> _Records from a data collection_

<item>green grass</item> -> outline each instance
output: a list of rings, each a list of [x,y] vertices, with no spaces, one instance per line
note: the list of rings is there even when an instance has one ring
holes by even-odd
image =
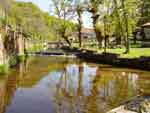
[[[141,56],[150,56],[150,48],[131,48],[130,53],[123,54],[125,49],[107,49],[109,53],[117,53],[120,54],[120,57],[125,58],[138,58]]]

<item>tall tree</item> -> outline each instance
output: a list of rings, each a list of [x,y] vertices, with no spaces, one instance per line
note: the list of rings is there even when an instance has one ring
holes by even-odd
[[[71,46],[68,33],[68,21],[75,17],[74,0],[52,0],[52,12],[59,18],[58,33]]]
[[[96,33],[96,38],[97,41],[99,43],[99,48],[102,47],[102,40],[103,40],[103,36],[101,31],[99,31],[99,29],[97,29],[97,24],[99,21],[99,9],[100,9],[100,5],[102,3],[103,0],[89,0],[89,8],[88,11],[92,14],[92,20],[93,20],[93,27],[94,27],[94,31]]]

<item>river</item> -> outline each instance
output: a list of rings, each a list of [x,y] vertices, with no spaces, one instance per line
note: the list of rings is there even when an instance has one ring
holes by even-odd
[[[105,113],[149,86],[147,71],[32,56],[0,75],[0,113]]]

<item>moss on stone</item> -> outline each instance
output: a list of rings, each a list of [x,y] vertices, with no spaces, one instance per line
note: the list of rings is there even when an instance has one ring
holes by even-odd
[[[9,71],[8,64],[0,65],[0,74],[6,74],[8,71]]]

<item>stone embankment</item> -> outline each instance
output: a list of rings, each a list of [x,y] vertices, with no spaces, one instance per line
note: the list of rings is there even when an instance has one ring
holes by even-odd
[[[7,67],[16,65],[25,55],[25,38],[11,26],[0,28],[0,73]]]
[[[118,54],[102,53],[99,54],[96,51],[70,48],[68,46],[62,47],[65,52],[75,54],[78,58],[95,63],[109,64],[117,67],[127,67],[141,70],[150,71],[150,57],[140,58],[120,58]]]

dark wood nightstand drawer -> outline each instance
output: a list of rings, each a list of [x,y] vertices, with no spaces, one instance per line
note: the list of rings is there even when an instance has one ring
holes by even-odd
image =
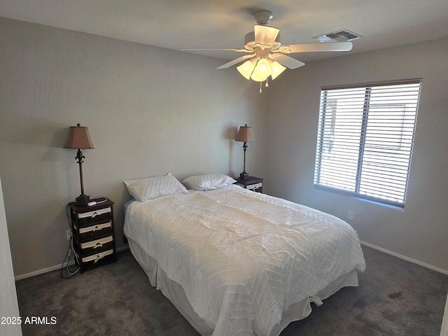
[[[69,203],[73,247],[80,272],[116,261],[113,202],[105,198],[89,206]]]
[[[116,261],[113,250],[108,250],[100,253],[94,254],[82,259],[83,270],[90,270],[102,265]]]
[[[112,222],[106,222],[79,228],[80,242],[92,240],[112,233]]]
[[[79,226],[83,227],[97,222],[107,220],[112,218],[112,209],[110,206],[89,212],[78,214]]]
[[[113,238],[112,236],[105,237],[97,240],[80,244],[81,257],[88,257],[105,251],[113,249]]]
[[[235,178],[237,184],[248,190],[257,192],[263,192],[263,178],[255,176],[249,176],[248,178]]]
* * *
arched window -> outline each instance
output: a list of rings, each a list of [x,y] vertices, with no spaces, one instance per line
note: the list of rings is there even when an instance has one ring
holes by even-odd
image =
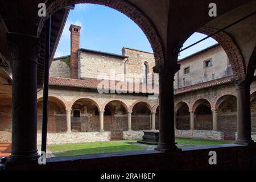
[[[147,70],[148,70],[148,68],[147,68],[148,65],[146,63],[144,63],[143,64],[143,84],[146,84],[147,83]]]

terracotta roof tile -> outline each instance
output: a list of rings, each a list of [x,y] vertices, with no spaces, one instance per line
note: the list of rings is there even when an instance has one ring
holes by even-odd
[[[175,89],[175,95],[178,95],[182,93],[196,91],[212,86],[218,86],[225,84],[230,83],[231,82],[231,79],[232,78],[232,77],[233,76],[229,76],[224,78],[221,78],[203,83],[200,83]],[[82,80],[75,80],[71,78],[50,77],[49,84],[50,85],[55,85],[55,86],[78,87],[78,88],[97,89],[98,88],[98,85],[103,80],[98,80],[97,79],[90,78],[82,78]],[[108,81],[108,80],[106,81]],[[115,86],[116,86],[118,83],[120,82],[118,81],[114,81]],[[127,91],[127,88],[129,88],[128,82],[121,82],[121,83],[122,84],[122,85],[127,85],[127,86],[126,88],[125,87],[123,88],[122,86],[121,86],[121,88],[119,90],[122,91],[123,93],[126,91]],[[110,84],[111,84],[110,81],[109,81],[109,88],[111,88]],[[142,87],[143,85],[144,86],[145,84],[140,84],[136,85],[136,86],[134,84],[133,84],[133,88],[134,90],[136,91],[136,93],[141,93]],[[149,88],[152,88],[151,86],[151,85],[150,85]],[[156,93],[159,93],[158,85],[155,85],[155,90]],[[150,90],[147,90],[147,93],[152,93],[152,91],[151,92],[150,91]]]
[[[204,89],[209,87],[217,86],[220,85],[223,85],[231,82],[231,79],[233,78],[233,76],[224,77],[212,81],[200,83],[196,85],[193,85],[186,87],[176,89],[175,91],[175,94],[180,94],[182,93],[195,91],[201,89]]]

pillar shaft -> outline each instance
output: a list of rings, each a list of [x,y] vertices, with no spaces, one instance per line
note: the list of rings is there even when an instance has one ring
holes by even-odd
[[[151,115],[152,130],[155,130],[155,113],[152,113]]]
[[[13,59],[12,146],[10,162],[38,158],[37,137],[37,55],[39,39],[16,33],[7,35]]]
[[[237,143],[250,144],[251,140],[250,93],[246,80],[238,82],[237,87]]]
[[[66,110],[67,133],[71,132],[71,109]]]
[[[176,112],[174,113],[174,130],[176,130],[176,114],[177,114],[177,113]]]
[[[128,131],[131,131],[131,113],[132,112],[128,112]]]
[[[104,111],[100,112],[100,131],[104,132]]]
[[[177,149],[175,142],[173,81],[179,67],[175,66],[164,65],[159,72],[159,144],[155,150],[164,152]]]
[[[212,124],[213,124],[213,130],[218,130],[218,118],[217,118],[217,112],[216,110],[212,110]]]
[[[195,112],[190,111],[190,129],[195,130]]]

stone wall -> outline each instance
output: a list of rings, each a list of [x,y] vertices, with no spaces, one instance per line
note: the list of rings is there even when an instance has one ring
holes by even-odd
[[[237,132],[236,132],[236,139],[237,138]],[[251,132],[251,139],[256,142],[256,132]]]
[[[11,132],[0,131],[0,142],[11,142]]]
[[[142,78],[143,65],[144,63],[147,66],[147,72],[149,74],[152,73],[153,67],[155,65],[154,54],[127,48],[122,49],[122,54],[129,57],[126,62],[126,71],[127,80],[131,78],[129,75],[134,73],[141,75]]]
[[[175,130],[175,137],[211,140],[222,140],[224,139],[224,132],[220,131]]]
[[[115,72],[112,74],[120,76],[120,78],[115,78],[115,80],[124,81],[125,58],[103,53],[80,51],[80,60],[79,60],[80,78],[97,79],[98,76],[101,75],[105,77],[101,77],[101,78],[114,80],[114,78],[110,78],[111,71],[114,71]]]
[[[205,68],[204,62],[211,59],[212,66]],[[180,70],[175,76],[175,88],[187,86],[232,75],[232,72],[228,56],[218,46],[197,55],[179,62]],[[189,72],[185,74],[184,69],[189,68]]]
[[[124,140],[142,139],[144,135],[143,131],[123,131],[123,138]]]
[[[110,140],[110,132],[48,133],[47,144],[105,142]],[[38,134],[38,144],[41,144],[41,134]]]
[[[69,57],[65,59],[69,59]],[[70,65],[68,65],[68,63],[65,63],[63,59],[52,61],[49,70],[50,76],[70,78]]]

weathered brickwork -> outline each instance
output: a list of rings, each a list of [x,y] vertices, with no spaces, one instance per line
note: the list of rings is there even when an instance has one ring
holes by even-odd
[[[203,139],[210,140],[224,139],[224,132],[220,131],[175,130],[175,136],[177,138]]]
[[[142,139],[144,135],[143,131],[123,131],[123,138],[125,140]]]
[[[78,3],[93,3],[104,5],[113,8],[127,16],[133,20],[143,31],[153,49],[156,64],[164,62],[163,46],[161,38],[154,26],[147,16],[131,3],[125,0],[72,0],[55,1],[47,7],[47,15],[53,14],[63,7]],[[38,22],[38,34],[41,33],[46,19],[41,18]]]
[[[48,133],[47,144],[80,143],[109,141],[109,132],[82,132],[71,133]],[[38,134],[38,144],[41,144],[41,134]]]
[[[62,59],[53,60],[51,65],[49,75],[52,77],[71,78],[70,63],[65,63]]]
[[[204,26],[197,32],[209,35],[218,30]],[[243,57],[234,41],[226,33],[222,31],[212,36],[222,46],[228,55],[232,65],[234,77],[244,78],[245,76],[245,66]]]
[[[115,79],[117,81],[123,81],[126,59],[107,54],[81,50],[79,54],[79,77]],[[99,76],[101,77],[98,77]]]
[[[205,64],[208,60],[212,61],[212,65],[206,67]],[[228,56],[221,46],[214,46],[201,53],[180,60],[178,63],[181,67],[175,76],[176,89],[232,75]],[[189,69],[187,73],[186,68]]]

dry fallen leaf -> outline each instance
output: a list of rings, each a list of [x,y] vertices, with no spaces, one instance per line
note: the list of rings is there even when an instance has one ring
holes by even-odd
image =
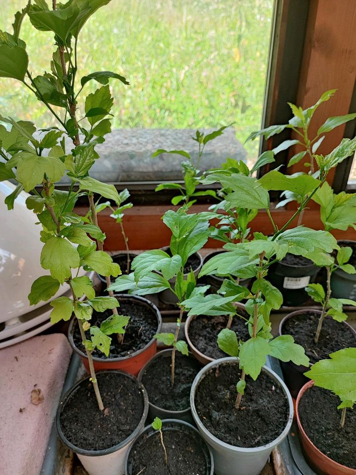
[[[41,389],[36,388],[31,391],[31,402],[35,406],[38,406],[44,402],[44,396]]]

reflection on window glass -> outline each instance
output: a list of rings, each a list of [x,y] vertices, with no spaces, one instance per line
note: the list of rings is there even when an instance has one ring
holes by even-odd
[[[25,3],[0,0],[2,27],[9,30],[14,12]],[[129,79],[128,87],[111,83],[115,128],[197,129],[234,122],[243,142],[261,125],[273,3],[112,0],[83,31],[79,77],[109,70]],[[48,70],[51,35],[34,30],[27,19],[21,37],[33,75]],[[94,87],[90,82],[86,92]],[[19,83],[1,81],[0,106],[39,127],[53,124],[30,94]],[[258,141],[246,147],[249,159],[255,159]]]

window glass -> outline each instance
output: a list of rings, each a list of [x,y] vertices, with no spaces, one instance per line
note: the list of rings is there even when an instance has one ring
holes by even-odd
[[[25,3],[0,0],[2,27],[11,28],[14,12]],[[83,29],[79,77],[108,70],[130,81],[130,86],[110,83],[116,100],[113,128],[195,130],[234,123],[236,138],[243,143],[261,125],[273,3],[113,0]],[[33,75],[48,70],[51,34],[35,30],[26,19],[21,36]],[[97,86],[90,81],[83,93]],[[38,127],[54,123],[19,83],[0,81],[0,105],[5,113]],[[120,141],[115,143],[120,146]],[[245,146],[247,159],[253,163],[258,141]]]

> _The exercise_
Copy the material from the line with "pillar shaft -> outline each instance" up to and including the line with "[[[195,112],[190,111],[190,129],[195,130]]]", keeping the request lines as they are. In the answers, multiply every coordinate by 1.15 and round it to a whole number, rounding halves up.

> _Exercise output_
pillar shaft -> outline each instance
output: a list of rings, each a list of [x,y] vertices, with no spaces, one instance per line
note: the list of rings is there even when an instance has one ring
holes by even-odd
[[[174,132],[175,150],[178,150],[178,130],[175,130]]]
[[[15,68],[14,168],[12,186],[44,182],[43,158],[43,63],[45,45],[18,38],[8,40]]]
[[[273,164],[288,166],[289,161],[288,107],[283,92],[274,94],[273,100]]]
[[[76,127],[77,153],[82,152],[82,125]]]
[[[202,129],[200,130],[200,150],[202,150],[202,131],[204,131],[204,130]]]
[[[147,151],[151,151],[151,130],[152,129],[147,129]]]
[[[120,128],[115,129],[115,151],[120,152]]]
[[[204,171],[201,163],[199,93],[206,77],[201,76],[189,75],[183,83],[183,166],[178,173],[189,175]]]
[[[244,143],[245,143],[245,150],[251,150],[251,136],[250,136],[250,129],[248,127],[244,127]]]
[[[224,129],[219,128],[219,148],[224,150]]]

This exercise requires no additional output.